[Start of Attachment]
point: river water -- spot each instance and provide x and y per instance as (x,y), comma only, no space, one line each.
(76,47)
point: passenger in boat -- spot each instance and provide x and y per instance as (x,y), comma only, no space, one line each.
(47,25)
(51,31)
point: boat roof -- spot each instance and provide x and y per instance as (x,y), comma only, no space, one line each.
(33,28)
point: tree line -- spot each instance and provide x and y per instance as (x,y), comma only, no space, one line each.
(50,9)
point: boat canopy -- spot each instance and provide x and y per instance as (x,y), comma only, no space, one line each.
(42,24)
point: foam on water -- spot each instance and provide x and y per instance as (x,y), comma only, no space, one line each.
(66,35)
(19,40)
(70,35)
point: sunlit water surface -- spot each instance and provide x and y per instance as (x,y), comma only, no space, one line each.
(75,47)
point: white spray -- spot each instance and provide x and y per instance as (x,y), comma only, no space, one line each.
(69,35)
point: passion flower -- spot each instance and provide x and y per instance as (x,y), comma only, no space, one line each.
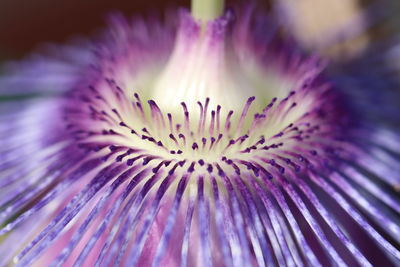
(210,140)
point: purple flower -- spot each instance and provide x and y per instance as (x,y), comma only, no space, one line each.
(188,143)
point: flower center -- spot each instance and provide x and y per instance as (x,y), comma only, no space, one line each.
(209,103)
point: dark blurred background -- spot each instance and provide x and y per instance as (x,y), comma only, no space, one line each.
(24,24)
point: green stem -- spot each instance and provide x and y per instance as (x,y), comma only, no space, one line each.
(206,10)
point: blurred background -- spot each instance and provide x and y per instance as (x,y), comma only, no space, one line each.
(24,24)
[End of Attachment]
▶ **Work task**: Retype the lines of the material from the one containing "point: blurred background" through the last line, exactly, and give no other lines.

▶ **Output for this task**:
point: blurred background -- spot each instance and provide x and y per instance as (x,y), comma only, no space, one line each.
(24,24)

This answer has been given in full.